[start of Listed records]

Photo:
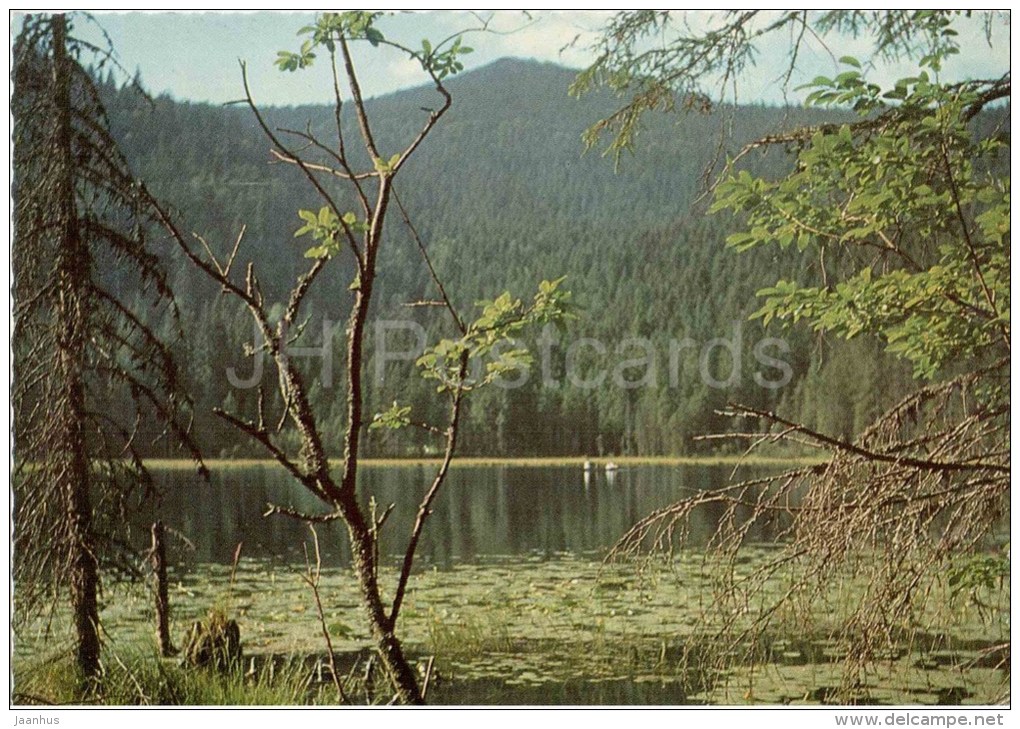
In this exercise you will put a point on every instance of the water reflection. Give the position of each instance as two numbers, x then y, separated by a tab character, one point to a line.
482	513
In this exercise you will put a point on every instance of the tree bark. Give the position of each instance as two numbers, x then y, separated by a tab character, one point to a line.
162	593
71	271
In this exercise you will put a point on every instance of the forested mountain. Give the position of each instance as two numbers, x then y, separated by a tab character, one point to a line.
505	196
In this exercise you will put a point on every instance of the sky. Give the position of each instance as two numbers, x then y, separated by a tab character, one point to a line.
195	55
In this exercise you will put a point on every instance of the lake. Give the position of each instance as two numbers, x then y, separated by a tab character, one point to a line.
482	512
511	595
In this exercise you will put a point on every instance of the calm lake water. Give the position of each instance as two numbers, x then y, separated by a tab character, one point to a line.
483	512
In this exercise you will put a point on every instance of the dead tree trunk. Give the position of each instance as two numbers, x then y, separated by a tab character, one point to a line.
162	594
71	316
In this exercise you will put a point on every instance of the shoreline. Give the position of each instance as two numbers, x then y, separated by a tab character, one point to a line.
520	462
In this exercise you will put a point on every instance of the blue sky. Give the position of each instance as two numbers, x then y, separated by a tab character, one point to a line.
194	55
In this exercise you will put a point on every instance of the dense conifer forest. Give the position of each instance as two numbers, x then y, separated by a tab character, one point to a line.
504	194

[end of Listed records]

__Description of the task__
Rewrite every line above as a Markdown table with the columns Row and Line, giving each line a row number, skipping blank lines, and omitting the pictures.

__Exercise answer__
| Row | Line |
|---|---|
| 1 | Photo: |
| 2 | In this exercise you will put a point on every instance of the water reflection. Give the position of each instance as two numbers, x then y, separated by a tab character, one point to a line. |
| 3 | 482	513 |
| 4 | In this exercise you will put a point on every instance of the tree bark. Give the position of each instance as two numbers, x then y, separated by a tab character, one point to a line. |
| 5 | 162	593 |
| 6 | 71	271 |
| 7 | In this exercise you will put a point on every instance of the forested mountain. Give the position of each instance as two numbers, x then y, separated by a tab character, one point to a line. |
| 8 | 505	196 |
| 9 | In this exercise you will put a point on every instance of the sky. Give the position of each instance as two numbers, x then y, separated by a tab character, one point to a line. |
| 10 | 195	55 |
| 11 | In this exercise you will put a point on every instance of the lake. Give the position of each instance as two numbers, x then y, separated by a tab character, one point to a line. |
| 12 | 482	512 |
| 13 | 511	595 |
| 14 | In this exercise you will put a point on every instance of the calm lake water. Give the position of each instance as two numbers, x then y, separated by a tab character, one point to a line. |
| 15 | 483	512 |
| 16 | In this exercise you will put a point on every instance of the dead tree trunk. Give the position of each instance as two numbers, x then y, separated by a tab character, one point to a line. |
| 17 | 162	594 |
| 18 | 71	316 |
| 19 | In this exercise you will put a point on every instance of the shoreline. Give the position of each instance as two numbers, x then y, separated by a tab character, one point to a line. |
| 20 | 520	462 |
| 21 | In this exercise you will put a point on every instance of the blue sky. Give the position of each instance as two numbers, x then y, separated by a tab character, one point to a line. |
| 22 | 194	55 |
| 23 | In this exercise you will put a point on every instance of the dense conifer forest. Give the position of each instance as two numbers, x then y, separated by a tab character, one point to a line. |
| 24 | 504	194 |